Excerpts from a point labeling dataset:
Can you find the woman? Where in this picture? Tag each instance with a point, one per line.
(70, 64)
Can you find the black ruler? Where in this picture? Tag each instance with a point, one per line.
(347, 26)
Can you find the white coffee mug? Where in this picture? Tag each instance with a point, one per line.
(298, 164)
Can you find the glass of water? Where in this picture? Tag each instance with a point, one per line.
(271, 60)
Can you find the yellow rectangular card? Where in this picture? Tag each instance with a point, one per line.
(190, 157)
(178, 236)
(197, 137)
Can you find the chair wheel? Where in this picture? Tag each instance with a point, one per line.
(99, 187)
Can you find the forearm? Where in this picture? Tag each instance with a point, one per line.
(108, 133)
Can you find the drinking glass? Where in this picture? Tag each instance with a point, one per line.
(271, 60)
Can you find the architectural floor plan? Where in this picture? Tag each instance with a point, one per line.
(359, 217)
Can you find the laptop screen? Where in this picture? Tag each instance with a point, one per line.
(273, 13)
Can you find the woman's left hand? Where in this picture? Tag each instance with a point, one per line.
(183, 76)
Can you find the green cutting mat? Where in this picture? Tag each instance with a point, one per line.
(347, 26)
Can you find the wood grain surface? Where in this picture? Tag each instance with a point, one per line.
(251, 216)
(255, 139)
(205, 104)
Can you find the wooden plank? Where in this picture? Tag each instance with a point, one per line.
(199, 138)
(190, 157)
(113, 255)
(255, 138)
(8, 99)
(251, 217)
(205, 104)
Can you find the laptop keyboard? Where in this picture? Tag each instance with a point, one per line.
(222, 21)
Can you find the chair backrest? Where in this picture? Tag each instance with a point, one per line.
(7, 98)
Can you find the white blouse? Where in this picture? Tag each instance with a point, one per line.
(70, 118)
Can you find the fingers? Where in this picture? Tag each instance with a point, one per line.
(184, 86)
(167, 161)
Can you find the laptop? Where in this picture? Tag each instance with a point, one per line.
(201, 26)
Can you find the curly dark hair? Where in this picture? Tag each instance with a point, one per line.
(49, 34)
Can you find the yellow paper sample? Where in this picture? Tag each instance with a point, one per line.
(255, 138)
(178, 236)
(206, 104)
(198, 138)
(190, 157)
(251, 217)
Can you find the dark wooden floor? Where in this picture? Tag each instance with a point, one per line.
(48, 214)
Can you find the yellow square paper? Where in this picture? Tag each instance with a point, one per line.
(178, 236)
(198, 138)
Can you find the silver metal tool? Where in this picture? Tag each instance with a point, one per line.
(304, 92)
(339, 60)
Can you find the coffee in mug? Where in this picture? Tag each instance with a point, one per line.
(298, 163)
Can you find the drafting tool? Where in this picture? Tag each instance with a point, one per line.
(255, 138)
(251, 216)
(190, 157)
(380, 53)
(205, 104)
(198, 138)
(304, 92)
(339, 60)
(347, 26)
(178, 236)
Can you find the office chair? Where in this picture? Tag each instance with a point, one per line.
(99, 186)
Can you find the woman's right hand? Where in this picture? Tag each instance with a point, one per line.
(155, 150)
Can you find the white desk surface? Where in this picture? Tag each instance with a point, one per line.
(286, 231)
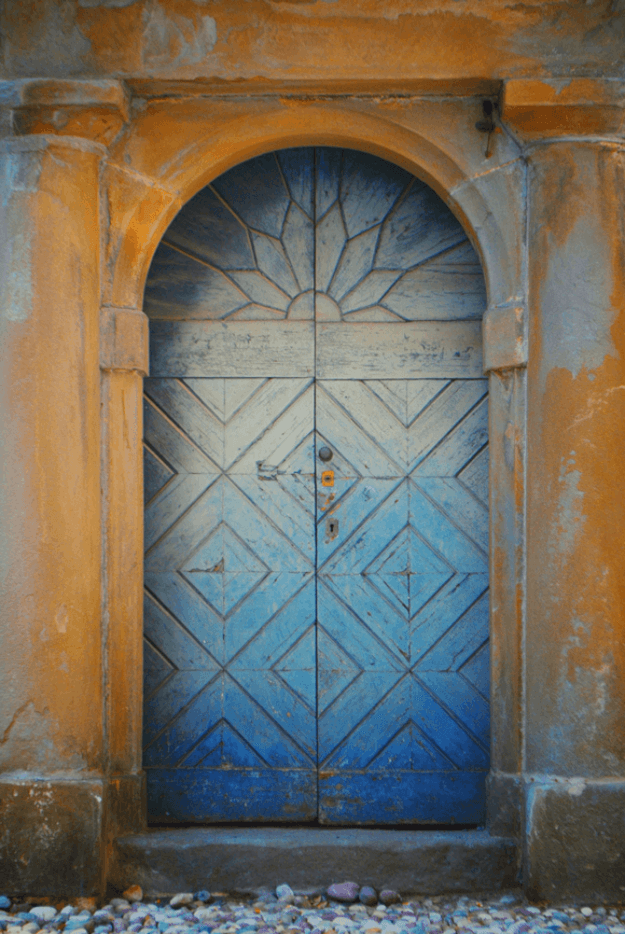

§ **Given task**
Please format every line of the items above as a numbered list, skipping blank lines. Leave the pictures out of your answer.

§ **Solution to the problem**
1. Can you find the woman? Where in this picture? Tag each instance with a point, one per line.
2. (70, 64)
3. Can you find the black ruler? Where in this picture? Tag each instance with a point, one per line.
4. (347, 26)
5. Can you find the white coffee mug? Where in this picture? Tag each instance with a point, one per line.
6. (298, 164)
7. Can you find the glass of water? Where in this picture? Tag each instance with a point, one per line.
8. (271, 60)
9. Can you find the yellow rectangular card? Where in this picture? Tag each instance with a point, one per line.
10. (190, 157)
11. (178, 236)
12. (197, 137)
13. Can you find the chair wheel? Where in this picture? Tag each instance with a point, one per line.
14. (99, 187)
15. Can you find the forearm? Where in this picture? Tag each instance with a point, one per line.
16. (108, 133)
17. Can you find the drinking glass? Where in this picture? Tag each instance with a point, one per line.
18. (271, 60)
19. Can you find the architectural floor plan? Where in this picture? Tag each instance with a point, one per line.
20. (359, 217)
21. Can you find the laptop screen? Where in this picture? Tag each instance with a point, one per line.
22. (273, 13)
23. Can you find the woman's left hand? Where in this picture? Tag each instance with a point, one per line.
24. (183, 76)
25. Can you find the green cutting mat? Where in this picture? Tag each instance with a point, one per line.
26. (347, 26)
27. Can you find the wood grain surface? Where in this picture? Tag each instance with a point, one per line.
28. (251, 216)
29. (255, 139)
30. (205, 104)
31. Can you find the wooden plank? Where in this picture? Tag each instance with a point, one per line.
32. (199, 138)
33. (190, 157)
34. (113, 255)
35. (255, 138)
36. (8, 99)
37. (251, 217)
38. (205, 104)
39. Can you find the laptop keyboard? Where in this picture? Tag each instance with a point, one per line.
40. (222, 21)
41. Can you find the chair backrest? Where in this picture? Tag each instance with a point, one per line.
42. (7, 98)
43. Can you find the white blouse? Where in this picture? Tag each instance with a point, one per line.
44. (70, 118)
45. Can you find the fingers? Where in this picture? Tag each instance with a point, one per line.
46. (184, 86)
47. (167, 161)
48. Can you find the laptop? Where in this picture? Tag each instance with a point, one per line.
49. (201, 26)
50. Can you find the curly dark hair? Where in this picture? Tag each instance with a point, one per line.
51. (49, 34)
52. Can you find the yellow paper sample? Where in this picture? Tag each instance with a point, one per line.
53. (255, 138)
54. (178, 236)
55. (206, 104)
56. (198, 138)
57. (190, 157)
58. (251, 217)
59. Can you find the dark wooden floor? Where in this picture? Tag each instance with a point, one per line.
60. (48, 214)
61. Can you find the yellow square paper? Where in this picture? Tag each instance with a point, one per line.
62. (178, 236)
63. (198, 138)
64. Can you find the silver metal tool? Where in this picture? Tag each instance with a point, one per line.
65. (304, 92)
66. (339, 60)
67. Can you find the coffee in mug? Where in this picture? Tag each instance with a point, one per line.
68. (298, 163)
69. Can you find the drafting tool? Where in this picture? Tag each instance with a point, one per line.
70. (255, 138)
71. (251, 216)
72. (190, 157)
73. (380, 53)
74. (205, 104)
75. (198, 138)
76. (304, 92)
77. (339, 60)
78. (347, 26)
79. (178, 236)
80. Can you find the office chair? Where in this picture? Tag each instance with a point, one per line.
81. (99, 186)
82. Can you find the woman's right hand? Where in this picture? Tag each instance with a point, one per line.
83. (155, 150)
84. Can you find the white desk surface? Where in this picture? Tag each instance with a point, one per line.
85. (286, 231)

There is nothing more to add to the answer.